Update the stretch from the line containing "Pick out every instance of the black trousers" through the end of the rows, swapping "shelf-audit tool" for "stock-audit tool" and keeping everything else the same. Leave the pictures out of your answer.
— START Raw records —
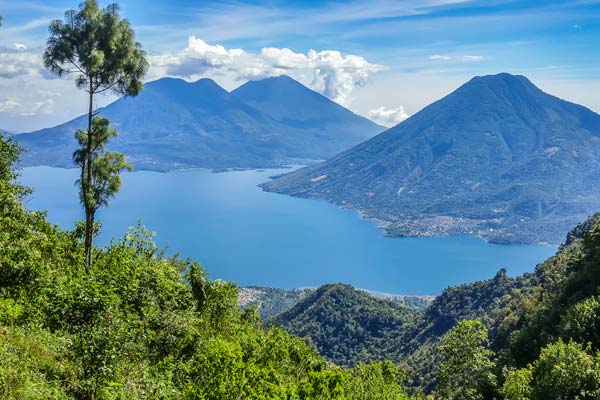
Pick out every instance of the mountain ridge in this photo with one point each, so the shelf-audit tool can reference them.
(497, 158)
(177, 124)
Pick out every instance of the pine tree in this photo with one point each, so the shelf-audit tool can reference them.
(98, 47)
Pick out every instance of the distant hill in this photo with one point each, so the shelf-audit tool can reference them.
(348, 325)
(175, 124)
(498, 158)
(290, 103)
(523, 314)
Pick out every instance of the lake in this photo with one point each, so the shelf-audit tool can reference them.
(240, 233)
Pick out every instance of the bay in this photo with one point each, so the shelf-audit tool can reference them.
(243, 234)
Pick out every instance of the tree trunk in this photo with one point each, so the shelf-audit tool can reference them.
(87, 184)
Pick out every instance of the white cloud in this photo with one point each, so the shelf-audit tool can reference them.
(388, 116)
(439, 57)
(329, 72)
(472, 58)
(8, 105)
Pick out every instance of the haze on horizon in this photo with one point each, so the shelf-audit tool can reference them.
(384, 60)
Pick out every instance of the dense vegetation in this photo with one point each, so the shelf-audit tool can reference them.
(489, 159)
(531, 337)
(138, 324)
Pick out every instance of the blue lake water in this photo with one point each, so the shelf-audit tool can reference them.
(240, 233)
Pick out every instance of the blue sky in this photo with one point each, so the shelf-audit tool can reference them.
(383, 59)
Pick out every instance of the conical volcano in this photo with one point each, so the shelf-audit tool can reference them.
(497, 157)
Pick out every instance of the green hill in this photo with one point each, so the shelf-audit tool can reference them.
(497, 157)
(139, 325)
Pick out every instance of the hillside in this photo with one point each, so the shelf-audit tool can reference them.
(523, 314)
(138, 325)
(177, 124)
(498, 158)
(347, 325)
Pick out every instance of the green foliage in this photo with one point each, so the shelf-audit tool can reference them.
(517, 384)
(106, 166)
(581, 321)
(466, 366)
(348, 325)
(99, 48)
(566, 371)
(139, 325)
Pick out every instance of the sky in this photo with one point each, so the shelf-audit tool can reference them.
(382, 59)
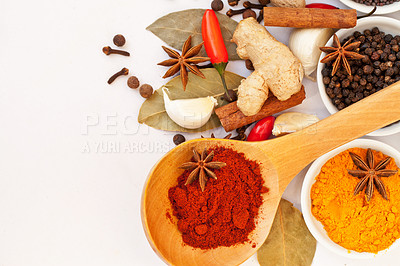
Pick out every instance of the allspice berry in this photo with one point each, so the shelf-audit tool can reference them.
(249, 13)
(146, 90)
(217, 5)
(119, 40)
(133, 82)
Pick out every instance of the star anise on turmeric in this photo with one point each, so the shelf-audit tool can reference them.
(201, 167)
(370, 174)
(184, 61)
(341, 54)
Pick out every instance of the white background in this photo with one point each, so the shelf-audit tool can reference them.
(68, 196)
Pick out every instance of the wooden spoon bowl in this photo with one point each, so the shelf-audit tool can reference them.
(280, 160)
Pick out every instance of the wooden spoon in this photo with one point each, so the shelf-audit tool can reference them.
(281, 160)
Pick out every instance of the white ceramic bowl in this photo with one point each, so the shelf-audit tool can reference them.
(315, 227)
(387, 25)
(380, 10)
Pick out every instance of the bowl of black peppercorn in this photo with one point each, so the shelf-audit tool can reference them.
(365, 6)
(379, 39)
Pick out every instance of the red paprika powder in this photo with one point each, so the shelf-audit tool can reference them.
(222, 215)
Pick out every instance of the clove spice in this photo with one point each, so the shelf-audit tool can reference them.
(122, 72)
(232, 12)
(119, 40)
(108, 50)
(248, 4)
(233, 2)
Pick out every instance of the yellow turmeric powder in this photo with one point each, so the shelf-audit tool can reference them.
(351, 221)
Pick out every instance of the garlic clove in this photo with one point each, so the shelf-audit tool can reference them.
(291, 122)
(305, 43)
(189, 113)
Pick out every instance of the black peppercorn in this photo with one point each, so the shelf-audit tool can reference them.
(146, 90)
(249, 65)
(133, 82)
(249, 13)
(119, 40)
(392, 57)
(178, 139)
(232, 96)
(375, 56)
(233, 2)
(326, 80)
(379, 68)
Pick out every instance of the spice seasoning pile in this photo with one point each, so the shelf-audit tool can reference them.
(224, 214)
(376, 2)
(351, 220)
(379, 68)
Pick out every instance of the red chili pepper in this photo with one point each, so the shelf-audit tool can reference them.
(321, 5)
(214, 44)
(262, 130)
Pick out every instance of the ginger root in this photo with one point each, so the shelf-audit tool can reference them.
(276, 68)
(289, 3)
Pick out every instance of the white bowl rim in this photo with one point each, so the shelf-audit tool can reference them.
(372, 22)
(380, 10)
(315, 227)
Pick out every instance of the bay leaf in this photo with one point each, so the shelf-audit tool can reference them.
(289, 241)
(152, 111)
(174, 29)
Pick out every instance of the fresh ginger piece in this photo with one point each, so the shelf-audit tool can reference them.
(276, 68)
(289, 3)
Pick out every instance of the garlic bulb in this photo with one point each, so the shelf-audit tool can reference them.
(291, 122)
(189, 113)
(305, 44)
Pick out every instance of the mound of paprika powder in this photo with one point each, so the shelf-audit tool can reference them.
(222, 215)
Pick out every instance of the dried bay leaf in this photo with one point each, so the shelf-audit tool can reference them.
(289, 241)
(153, 114)
(175, 28)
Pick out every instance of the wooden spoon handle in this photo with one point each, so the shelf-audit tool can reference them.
(291, 153)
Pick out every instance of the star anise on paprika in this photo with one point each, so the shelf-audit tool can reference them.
(370, 174)
(341, 54)
(201, 168)
(184, 61)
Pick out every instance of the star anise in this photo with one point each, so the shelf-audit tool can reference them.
(201, 167)
(341, 54)
(181, 63)
(370, 174)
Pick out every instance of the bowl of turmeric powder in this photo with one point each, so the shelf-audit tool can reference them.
(350, 199)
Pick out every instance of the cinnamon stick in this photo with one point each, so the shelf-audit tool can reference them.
(310, 17)
(232, 118)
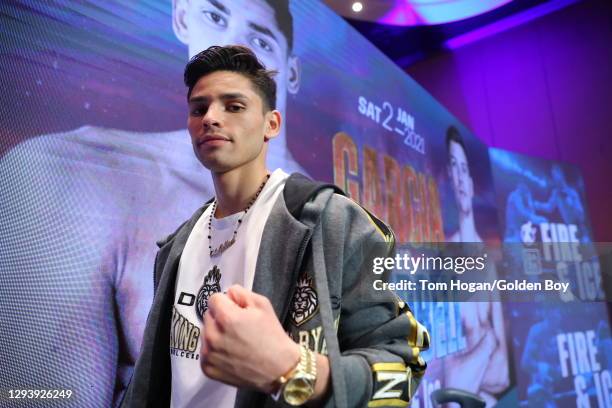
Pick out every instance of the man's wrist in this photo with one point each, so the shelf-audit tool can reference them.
(294, 360)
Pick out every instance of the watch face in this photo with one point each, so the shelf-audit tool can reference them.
(297, 391)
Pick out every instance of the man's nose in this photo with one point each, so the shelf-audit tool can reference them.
(212, 117)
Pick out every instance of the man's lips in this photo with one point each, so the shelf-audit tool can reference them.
(212, 140)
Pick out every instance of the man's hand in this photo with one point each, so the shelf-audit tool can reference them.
(243, 343)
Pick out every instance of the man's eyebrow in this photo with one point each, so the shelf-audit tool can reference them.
(234, 95)
(263, 30)
(197, 99)
(220, 6)
(224, 97)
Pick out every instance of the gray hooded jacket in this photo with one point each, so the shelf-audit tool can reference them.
(315, 267)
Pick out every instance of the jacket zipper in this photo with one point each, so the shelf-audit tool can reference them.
(298, 265)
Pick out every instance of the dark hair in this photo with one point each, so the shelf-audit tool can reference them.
(235, 58)
(453, 135)
(284, 19)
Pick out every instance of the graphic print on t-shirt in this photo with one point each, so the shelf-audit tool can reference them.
(184, 336)
(210, 286)
(305, 301)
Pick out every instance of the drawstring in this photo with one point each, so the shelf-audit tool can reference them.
(327, 318)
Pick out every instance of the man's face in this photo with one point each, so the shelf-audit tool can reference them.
(227, 123)
(459, 172)
(203, 23)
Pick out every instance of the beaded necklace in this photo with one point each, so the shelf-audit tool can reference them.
(221, 248)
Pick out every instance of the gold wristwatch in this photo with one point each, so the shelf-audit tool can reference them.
(297, 386)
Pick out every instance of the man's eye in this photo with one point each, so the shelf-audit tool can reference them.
(234, 108)
(215, 18)
(262, 44)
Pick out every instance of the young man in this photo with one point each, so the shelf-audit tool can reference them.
(86, 207)
(482, 367)
(463, 187)
(264, 289)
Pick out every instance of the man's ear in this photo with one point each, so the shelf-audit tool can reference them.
(273, 125)
(293, 74)
(179, 20)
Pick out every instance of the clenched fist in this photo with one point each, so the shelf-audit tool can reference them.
(243, 343)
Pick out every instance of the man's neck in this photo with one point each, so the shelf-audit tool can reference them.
(236, 188)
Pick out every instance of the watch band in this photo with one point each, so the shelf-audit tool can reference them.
(297, 386)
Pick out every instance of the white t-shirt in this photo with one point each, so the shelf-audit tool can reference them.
(199, 276)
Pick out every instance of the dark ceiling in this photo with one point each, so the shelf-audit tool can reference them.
(408, 44)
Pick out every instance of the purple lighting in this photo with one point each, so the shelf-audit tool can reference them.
(507, 23)
(430, 12)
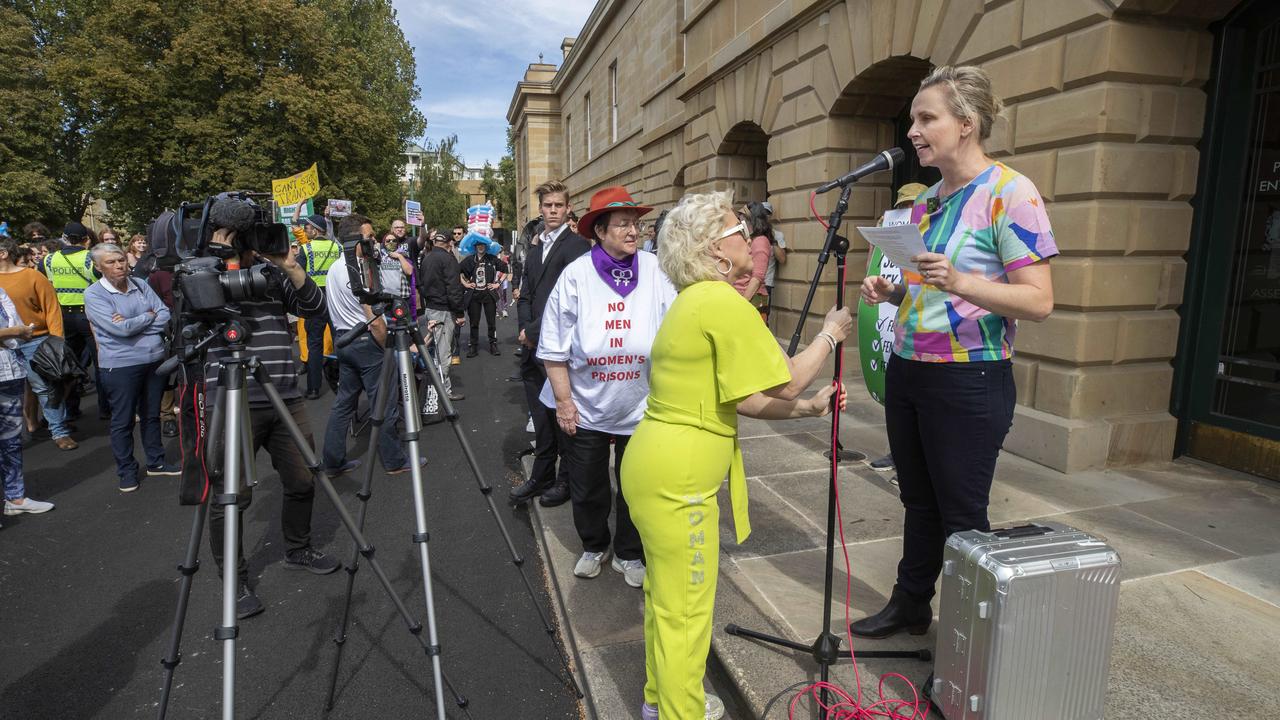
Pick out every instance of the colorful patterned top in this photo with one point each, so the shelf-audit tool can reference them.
(991, 226)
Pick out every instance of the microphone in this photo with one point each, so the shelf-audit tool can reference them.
(886, 160)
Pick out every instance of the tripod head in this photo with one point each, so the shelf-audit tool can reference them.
(200, 332)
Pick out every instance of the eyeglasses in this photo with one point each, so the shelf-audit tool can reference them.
(739, 228)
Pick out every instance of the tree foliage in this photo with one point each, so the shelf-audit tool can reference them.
(159, 101)
(499, 185)
(435, 185)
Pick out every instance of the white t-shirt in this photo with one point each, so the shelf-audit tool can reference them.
(606, 340)
(344, 310)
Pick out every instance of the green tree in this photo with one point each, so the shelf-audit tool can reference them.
(437, 185)
(167, 100)
(27, 191)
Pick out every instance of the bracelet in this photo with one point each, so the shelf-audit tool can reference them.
(830, 338)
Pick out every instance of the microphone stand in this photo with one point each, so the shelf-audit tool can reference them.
(826, 648)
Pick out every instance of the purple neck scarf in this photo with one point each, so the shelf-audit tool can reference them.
(618, 274)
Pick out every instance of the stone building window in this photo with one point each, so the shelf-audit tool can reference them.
(613, 103)
(586, 105)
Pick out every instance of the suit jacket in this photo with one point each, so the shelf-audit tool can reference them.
(539, 278)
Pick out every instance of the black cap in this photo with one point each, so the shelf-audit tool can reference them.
(76, 229)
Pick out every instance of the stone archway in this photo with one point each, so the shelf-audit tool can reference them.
(741, 163)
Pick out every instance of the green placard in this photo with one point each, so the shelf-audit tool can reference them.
(876, 322)
(876, 329)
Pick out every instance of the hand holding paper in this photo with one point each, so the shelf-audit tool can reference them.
(897, 242)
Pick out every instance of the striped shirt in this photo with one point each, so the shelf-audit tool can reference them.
(269, 335)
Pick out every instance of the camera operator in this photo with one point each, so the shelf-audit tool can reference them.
(359, 363)
(289, 291)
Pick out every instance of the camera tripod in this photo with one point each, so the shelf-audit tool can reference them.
(397, 372)
(231, 415)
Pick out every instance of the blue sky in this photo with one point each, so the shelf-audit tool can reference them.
(469, 63)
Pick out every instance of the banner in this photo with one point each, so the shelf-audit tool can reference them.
(339, 208)
(414, 213)
(284, 213)
(876, 323)
(296, 188)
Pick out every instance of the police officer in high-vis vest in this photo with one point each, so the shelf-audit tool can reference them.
(316, 253)
(71, 270)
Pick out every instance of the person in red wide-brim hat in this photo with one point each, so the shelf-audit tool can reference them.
(604, 201)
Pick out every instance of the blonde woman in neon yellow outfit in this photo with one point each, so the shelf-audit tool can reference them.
(712, 360)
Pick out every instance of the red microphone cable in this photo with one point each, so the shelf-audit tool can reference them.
(851, 706)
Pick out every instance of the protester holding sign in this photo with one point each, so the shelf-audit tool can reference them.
(949, 396)
(597, 333)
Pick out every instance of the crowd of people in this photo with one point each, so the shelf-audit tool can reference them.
(639, 343)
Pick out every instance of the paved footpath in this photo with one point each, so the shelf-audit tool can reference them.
(87, 591)
(1200, 602)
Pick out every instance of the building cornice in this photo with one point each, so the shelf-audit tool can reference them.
(769, 30)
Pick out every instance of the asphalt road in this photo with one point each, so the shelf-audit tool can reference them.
(87, 592)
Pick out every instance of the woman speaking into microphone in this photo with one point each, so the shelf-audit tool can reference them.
(598, 327)
(949, 390)
(712, 360)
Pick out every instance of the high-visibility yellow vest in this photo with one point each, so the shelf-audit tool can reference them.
(319, 255)
(71, 273)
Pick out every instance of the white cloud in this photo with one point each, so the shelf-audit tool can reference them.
(470, 55)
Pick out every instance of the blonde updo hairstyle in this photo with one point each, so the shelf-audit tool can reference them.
(689, 232)
(969, 95)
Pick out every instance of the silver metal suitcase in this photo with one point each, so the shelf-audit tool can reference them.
(1025, 623)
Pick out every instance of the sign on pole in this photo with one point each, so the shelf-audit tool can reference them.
(876, 323)
(284, 213)
(414, 213)
(296, 188)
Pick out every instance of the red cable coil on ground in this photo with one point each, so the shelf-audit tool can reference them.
(850, 706)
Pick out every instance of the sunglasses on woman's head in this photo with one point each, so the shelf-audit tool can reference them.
(739, 228)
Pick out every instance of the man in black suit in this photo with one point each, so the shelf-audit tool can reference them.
(557, 247)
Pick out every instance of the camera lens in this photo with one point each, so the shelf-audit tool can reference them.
(248, 283)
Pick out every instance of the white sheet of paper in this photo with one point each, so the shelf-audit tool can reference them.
(899, 244)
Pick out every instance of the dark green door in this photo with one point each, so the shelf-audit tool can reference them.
(1229, 356)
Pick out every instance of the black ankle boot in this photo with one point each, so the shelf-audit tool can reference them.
(903, 613)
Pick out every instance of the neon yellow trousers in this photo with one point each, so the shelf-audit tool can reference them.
(670, 478)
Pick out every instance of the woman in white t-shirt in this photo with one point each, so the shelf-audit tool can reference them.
(595, 337)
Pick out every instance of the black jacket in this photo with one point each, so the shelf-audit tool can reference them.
(56, 364)
(540, 276)
(438, 282)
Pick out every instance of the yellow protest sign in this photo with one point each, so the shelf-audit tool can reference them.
(296, 188)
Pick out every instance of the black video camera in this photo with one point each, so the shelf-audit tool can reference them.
(191, 228)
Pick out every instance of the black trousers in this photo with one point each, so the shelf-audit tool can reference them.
(946, 423)
(588, 458)
(547, 436)
(298, 483)
(483, 301)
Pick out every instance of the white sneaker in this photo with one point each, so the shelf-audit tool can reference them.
(589, 565)
(714, 709)
(33, 506)
(632, 570)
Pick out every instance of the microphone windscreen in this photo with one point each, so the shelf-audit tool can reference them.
(232, 214)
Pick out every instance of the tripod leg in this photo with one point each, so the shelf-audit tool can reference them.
(379, 415)
(366, 550)
(487, 491)
(188, 568)
(412, 419)
(227, 632)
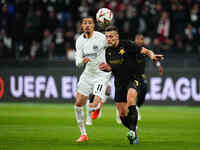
— END Raw records —
• [Exercise response]:
Pick out every instance of the black trousers in this photo with one point each, so the stock-audit tool can reference them.
(946, 423)
(588, 458)
(547, 436)
(298, 483)
(483, 301)
Pick out every instance of the white sneaker in this photo with one point each, so the stock-audit tool can reference them.
(589, 565)
(714, 709)
(33, 506)
(632, 570)
Pick out every instance of the microphone windscreen in this photo with one point each, so the stock-audit tool can reference them.
(232, 214)
Pick out every instance of the tripod leg in this photo with one point each, so the stock-audit tool can reference them.
(379, 415)
(366, 550)
(487, 491)
(188, 568)
(412, 419)
(227, 632)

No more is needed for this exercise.